> [RECORDS SHOWN]:
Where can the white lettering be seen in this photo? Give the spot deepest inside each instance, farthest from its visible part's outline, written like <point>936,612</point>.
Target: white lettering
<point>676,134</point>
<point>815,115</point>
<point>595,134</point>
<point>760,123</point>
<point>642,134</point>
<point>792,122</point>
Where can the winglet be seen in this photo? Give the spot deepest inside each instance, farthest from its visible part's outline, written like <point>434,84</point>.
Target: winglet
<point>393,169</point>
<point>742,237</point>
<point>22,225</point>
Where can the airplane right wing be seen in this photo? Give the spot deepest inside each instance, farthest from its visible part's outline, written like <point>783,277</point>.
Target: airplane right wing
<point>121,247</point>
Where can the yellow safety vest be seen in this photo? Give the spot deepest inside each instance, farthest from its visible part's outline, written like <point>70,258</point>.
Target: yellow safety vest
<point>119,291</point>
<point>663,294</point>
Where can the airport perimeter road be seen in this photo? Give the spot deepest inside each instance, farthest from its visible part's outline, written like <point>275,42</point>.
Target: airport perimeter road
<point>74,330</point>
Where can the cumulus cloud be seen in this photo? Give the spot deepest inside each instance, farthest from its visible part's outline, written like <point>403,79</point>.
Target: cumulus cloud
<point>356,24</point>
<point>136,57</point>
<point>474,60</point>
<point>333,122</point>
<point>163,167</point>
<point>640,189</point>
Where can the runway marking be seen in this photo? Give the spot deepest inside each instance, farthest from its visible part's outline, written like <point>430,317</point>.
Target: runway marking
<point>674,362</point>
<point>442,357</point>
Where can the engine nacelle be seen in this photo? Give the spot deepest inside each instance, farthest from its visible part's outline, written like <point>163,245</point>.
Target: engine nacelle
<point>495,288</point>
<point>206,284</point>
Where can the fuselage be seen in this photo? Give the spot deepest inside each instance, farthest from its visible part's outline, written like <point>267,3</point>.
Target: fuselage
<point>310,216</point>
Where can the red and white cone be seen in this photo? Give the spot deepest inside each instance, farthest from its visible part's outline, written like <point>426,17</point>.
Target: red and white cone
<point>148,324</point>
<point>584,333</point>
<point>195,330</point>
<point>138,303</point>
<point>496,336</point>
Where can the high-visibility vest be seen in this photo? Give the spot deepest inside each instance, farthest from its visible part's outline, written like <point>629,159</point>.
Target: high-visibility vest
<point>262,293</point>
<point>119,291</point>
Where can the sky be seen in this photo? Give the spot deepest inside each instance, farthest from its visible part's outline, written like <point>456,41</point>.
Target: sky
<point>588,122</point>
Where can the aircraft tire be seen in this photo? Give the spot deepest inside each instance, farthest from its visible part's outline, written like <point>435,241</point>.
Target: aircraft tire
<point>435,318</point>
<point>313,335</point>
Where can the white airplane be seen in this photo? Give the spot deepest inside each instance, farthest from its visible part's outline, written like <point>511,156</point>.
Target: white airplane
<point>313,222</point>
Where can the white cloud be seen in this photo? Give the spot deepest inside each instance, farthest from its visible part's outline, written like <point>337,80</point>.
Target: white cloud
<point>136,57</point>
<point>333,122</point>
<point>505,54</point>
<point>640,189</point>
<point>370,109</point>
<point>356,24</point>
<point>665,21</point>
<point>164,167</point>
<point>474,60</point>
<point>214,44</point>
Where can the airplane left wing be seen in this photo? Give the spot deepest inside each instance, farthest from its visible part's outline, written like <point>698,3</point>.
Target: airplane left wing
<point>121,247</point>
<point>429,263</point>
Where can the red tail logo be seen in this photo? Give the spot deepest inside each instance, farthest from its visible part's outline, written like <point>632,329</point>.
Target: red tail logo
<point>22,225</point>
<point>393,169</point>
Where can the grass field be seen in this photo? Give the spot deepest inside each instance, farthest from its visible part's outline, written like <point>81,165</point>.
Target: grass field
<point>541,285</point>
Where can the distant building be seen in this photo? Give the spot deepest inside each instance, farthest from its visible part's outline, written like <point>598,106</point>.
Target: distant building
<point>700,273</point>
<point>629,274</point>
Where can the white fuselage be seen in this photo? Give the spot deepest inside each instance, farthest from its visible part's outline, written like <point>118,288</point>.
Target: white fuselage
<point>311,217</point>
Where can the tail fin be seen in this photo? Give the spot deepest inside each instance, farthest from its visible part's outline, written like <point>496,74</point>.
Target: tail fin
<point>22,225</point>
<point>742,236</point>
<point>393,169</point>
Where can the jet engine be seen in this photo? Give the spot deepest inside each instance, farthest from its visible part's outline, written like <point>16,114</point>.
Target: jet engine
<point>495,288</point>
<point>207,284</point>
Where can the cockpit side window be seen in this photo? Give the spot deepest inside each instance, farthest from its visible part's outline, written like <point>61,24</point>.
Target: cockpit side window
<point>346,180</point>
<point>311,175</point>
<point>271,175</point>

> [WHAT NEEDS TO BE DONE]:
Without skipping a line, retype the full listing.

> [RESPONSE AREA]:
Where can the white lettering be seen in this photo? Give the spot deepest inside each instance, farthest from its visible part's outline, written like <point>936,612</point>.
Target: white lettering
<point>676,134</point>
<point>815,115</point>
<point>595,134</point>
<point>760,123</point>
<point>642,134</point>
<point>792,122</point>
Where can the winglet be seen in this photo? Give the spot deepest inside each instance, farthest from its visible part's outline, written like <point>434,84</point>.
Target: winglet
<point>393,169</point>
<point>742,237</point>
<point>22,225</point>
Where can the airplane right wing be seen in this photo? Give the spot deepest inside each instance, farthest from its visible part's outline, written like <point>783,277</point>.
Target: airplane right wing
<point>121,247</point>
Where can the yellow safety vest be seen in this photo? Give the spot deepest inside each instance, farthest from its visible part's outline, written like <point>70,258</point>.
Target: yellow safety vest
<point>119,291</point>
<point>663,294</point>
Where can the airport perimeter road be seen in this photo? Give the spot deepest inside each instance, farthest from its visible part's outline, written like <point>275,42</point>.
Target: airport perimeter road
<point>74,330</point>
Where can the cumulus cloud be seen in this photo? Give the spot deepest inside each instance, farthest from its visible part's outline, written like <point>403,79</point>.
Target: cumulus cloud
<point>356,24</point>
<point>136,57</point>
<point>474,60</point>
<point>333,122</point>
<point>163,167</point>
<point>640,189</point>
Where can the runway marking be seen in this photo? Give the spot deepest inside each instance, farthest from its visible part's outline, written like <point>430,317</point>.
Target: runway marking
<point>674,362</point>
<point>442,357</point>
Where can the engine nacelle be seen in this photo? Give the spot deepest inside each instance, farthest from its visible part's outline, written like <point>163,245</point>.
Target: engine nacelle
<point>495,288</point>
<point>206,284</point>
Where can the fuselage be seen in this photo? Give the spot deepest inside each instance, farthest from its visible part's outline, written like <point>267,3</point>.
Target: fuselage
<point>310,216</point>
Where can the red and white cone be seen in this photo? Give the spot deepest inside each instance, farthest from its visible part's outline, written like <point>426,17</point>.
Target: red and white cone
<point>148,324</point>
<point>584,333</point>
<point>195,330</point>
<point>138,303</point>
<point>496,336</point>
Where can the high-visibility vest be seen in this photo? Give the spot deepest inside each instance, farthest from its visible part's outline, written like <point>629,159</point>.
Target: high-visibility vest
<point>262,293</point>
<point>119,291</point>
Where can the sky be seen in this photo? Give the spot deepest inside each instance, farthest from its visible part's outline, written like <point>456,41</point>.
Target: sky
<point>588,122</point>
Where can the aircraft tire be seen in this photo? Give the spot deepest inside each instance, farthest from its visible part's outline, written like <point>435,241</point>.
Target: aircraft tire
<point>435,318</point>
<point>313,335</point>
Where can the white airplane be seen in this photo? Give the spot deepest inside each instance, farthest from its visible part's outline, written like <point>511,156</point>.
Target: white airplane
<point>313,222</point>
Where can the white cloud be seen in this photo? Give the spot deepest inside each instance, farthest from its visible part's outline, written like <point>337,80</point>.
Target: white cloud
<point>136,57</point>
<point>333,122</point>
<point>505,54</point>
<point>640,189</point>
<point>370,109</point>
<point>356,24</point>
<point>665,21</point>
<point>164,167</point>
<point>474,60</point>
<point>214,44</point>
Where can the airplane left wing be seen in this photo? Give the spot deepest inside each instance, farthest from its visible part's outline, written like <point>698,3</point>.
Target: airplane left wing
<point>121,247</point>
<point>429,263</point>
Where can the red tail logo be seen in this photo? Give the spot deepest inside each instance, farthest from its visible part's outline, written like <point>632,329</point>.
Target: red tail logo
<point>22,225</point>
<point>393,169</point>
Where can the grass field be seen in this photo? Give the spot deepest inside each instance, farthest from its visible part's outline, written like <point>81,165</point>.
Target: grass field
<point>541,285</point>
Where can the distant building be seen in this photo? Give the spot deepest inside each instance, farthest from its visible part's outline, written like <point>598,106</point>.
Target: distant building
<point>700,273</point>
<point>629,274</point>
Where can the white fuselage be seen in this photo? Give the spot deepest inside each instance, farthest from its visible part's outline, written like <point>118,288</point>.
Target: white fuselage
<point>311,217</point>
Where can the tail fin be seen in this photo? Give the spot deepest inside each instance, farthest from its visible part's outline, written like <point>496,74</point>.
Target: tail fin
<point>22,225</point>
<point>742,236</point>
<point>393,169</point>
Where can the jet engine be seen in this photo? Give the spot deepest inside each instance, farthest from its visible part's outline, written like <point>16,114</point>.
Target: jet engine
<point>495,288</point>
<point>207,284</point>
Where can the cockpit side window be seen in this photo? Give the spot deepest inside each instance, farthest from its visible part's outline, written like <point>61,24</point>.
Target: cockpit side window
<point>346,180</point>
<point>311,175</point>
<point>271,175</point>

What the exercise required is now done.